## DATA FOR PROCESSING
___
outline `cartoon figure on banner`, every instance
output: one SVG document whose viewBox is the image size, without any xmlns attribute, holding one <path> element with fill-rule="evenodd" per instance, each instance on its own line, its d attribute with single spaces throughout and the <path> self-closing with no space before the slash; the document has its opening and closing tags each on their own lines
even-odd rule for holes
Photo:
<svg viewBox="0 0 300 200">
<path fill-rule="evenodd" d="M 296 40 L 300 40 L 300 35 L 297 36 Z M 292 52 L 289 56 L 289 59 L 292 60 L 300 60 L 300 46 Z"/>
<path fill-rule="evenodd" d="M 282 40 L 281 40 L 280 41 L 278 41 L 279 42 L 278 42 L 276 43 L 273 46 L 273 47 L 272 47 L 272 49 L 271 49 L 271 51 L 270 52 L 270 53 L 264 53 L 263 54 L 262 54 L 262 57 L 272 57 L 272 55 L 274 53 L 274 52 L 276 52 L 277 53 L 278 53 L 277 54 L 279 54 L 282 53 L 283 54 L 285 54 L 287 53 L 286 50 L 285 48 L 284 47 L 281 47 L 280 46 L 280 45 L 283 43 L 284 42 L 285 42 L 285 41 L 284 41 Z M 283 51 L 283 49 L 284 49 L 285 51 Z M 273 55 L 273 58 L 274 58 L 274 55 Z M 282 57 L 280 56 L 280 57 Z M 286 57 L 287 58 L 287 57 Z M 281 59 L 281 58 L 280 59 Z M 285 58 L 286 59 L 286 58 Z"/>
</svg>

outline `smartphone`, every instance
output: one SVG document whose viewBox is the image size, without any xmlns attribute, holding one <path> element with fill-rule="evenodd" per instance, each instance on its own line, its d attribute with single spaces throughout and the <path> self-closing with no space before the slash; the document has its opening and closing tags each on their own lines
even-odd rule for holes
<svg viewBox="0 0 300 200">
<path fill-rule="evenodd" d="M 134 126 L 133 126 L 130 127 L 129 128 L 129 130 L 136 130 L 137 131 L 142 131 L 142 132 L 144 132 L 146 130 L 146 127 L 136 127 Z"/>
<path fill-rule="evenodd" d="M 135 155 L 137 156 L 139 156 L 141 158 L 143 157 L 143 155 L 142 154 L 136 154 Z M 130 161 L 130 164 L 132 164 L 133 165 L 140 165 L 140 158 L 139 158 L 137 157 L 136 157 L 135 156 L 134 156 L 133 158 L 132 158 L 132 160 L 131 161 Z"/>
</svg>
___
## GOAL
Please rewrite the records above, replacing "every instance" with "all instances" and leaving everything else unchanged.

## ANSWER
outline `cartoon figure on banner`, all instances
output: one SVG document whose viewBox is the image size, without any xmlns attribute, holding one <path> element with fill-rule="evenodd" per instance, each instance on its own line, its d attribute with single spaces throughout and the <path> self-closing with no space before the slash; the document has its opening and closing tags each on their own lines
even-odd rule for holes
Photo:
<svg viewBox="0 0 300 200">
<path fill-rule="evenodd" d="M 296 40 L 300 40 L 300 35 L 297 36 Z M 292 52 L 289 56 L 289 59 L 292 60 L 300 60 L 300 46 Z"/>
<path fill-rule="evenodd" d="M 282 40 L 281 40 L 280 41 L 278 41 L 279 42 L 278 42 L 276 43 L 273 46 L 273 47 L 272 47 L 272 49 L 271 49 L 271 51 L 270 52 L 270 53 L 264 53 L 263 54 L 262 54 L 262 57 L 272 57 L 272 55 L 274 53 L 274 52 L 276 52 L 277 53 L 278 53 L 277 54 L 279 54 L 282 53 L 283 54 L 285 54 L 287 53 L 286 50 L 285 48 L 284 47 L 281 47 L 280 46 L 280 45 L 283 43 L 284 42 L 285 42 L 285 41 L 284 41 Z M 283 51 L 283 49 L 284 49 L 285 51 Z M 273 55 L 273 58 L 274 58 L 274 55 Z M 282 57 L 280 56 L 280 57 Z M 286 57 L 287 58 L 287 57 Z M 281 59 L 281 58 L 280 59 Z M 285 58 L 286 59 L 286 58 Z"/>
</svg>

outline `smartphone`, all instances
output: one SVG document whose viewBox is the image size, without any xmlns attribute, holding one <path> element with fill-rule="evenodd" per instance, each instance on its own line, its d attribute with single spaces throughout and the <path> self-closing with no space before the slash; the document has its opening and closing tags each on their own lines
even-odd rule for holes
<svg viewBox="0 0 300 200">
<path fill-rule="evenodd" d="M 134 126 L 133 126 L 130 127 L 129 128 L 129 130 L 136 130 L 137 131 L 142 131 L 142 132 L 144 132 L 146 130 L 146 127 L 136 127 Z"/>
<path fill-rule="evenodd" d="M 135 155 L 137 156 L 139 156 L 141 158 L 143 157 L 143 155 L 142 154 L 136 154 Z M 130 161 L 130 164 L 132 164 L 133 165 L 140 165 L 140 158 L 139 158 L 137 157 L 136 157 L 135 156 L 134 156 L 133 158 L 132 158 L 132 160 L 131 161 Z"/>
</svg>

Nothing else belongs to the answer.